WHAT YOU WILL DO:
**A.** Which phrases in the DUI trial text use the word "doubt"? List each one.
**B.** Can you write the next paragraph of the DUI trial text, picking up after its final sentence?

PAGE TEXT:
++++++

The Driving Under the Influence Trial

The Driving Under the Influence Trial

Under the Constitutions of the United States of America and Rhode Island, all drivers charged with a DUI are presumed innocent and are entitled to a Driving Under the Influence Trial.  At the Driving Under the Influence Trial, it is the job of the prosecution to overcome that presumption of innocence by evidence and proof that establishes the driver’s guilt beyond a reasonable doubt.

This does not mean beyond all doubt or beyond the shadow of a doubt.  Therefore, the prosecution must convince the trier of fact, be it a jury or a judge sitting without a jury, that the driver operated a vehicle while so intoxicated that he could not safely operate his vehicle.  Moreover, the trier of fact must be so convinced by this evidence that it has no meaningful doubt in its mind about the driver’s guilt.

Under Rhode Island law, if the results of a Breath Test admitted into evidence at a Driving Under the Influence Trial shows results of a blood alcohol concentration of .08 or higher, the driver is presumed guilty.  At this point it is important to understand that the prosecution does not need to establish a blood alcohol concentration of .08 at the Driving Under the Influence Trial.  It needs to prove that the driver was too intoxicated to safely operate a vehicle, regardless of the blood alcohol concentration level.  This means that the prosecution can try to prove its case at a Driving Under the Influence Trial even in the absence of a chemical test.

++++++

Excerpts from a detection dataset:
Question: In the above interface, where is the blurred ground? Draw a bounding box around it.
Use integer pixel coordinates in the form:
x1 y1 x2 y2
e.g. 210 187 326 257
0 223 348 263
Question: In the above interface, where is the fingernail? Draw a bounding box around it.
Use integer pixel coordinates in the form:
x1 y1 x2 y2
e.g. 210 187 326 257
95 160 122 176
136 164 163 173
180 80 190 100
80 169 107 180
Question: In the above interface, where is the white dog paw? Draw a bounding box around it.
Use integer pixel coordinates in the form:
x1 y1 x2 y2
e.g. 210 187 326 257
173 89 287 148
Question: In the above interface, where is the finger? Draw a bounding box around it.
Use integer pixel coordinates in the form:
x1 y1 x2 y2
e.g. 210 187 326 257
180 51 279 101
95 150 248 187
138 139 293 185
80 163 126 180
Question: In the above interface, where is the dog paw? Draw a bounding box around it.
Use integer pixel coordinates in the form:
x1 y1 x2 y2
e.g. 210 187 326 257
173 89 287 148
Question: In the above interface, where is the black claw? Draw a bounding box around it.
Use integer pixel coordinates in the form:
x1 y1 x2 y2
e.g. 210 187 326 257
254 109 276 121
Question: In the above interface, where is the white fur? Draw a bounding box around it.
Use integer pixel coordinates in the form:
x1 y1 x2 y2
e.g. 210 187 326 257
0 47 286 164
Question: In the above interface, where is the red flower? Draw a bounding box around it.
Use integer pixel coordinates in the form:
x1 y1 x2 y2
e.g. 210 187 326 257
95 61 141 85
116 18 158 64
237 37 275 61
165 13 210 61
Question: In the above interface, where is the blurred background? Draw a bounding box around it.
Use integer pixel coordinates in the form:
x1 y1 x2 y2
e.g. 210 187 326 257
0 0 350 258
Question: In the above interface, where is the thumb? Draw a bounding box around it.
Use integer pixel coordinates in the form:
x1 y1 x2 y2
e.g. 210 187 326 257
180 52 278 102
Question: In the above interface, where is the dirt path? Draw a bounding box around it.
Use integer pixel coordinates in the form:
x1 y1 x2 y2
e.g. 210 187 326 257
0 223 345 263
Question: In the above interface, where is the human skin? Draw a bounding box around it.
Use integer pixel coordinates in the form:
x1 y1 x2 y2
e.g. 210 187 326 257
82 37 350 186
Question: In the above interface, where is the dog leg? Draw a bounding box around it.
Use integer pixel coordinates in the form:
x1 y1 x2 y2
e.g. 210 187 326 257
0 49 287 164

++++++

EXPECTED ANSWERS:
**A.**
- beyond a reasonable doubt
- beyond all doubt
- beyond the shadow of a doubt
- no meaningful doubt

**B.**
The guilty presumption caused by a Breath Test result greater than .08 blood alcohol concentration level reading is rebuttable.  This means that the driver can present evidence of sobriety or attack the accuracy and reliability of the Breath Test.  Ultimately the decision of whether or not the prosecution met its burden is at the DUI Trial is determined by a jury, or by a judge sitting without a jury.

In order to meet its burden the prosecution will (attempt) to introduce every bit of evidence it can to prove guilt.  Normally, the first witness called is the arresting police officer.  He is called to testify about his observations during the Pre-Arrest Stage and the Arrest Stage.  If a Breath Test was taken, the arresting officer testifies concerning the administration of that test, as well as the results.  Other witnesses the prosecution may call to testify include the Rhode Island Department of Health personnel to establish the “accuracy” of the Intoxilyzer 5000.

As a criminal defendant, the driver has the opportunity to confront and challenge the introduction of the prosecution’s evidence.  Ordinarily this takes the form of cross-examination of the prosecution’s witnesses.  It may also involve the introduction of defense witnesses, including expert witnesses to testify concerning the police officer’s administration of the Standardized Field Sobriety Tests and/or the Breath Test.  Lastly, the driver can testify in his own defense, but can’t be compelled to do so, and no negative inference can be drawn from the driver’s decision to remain silent.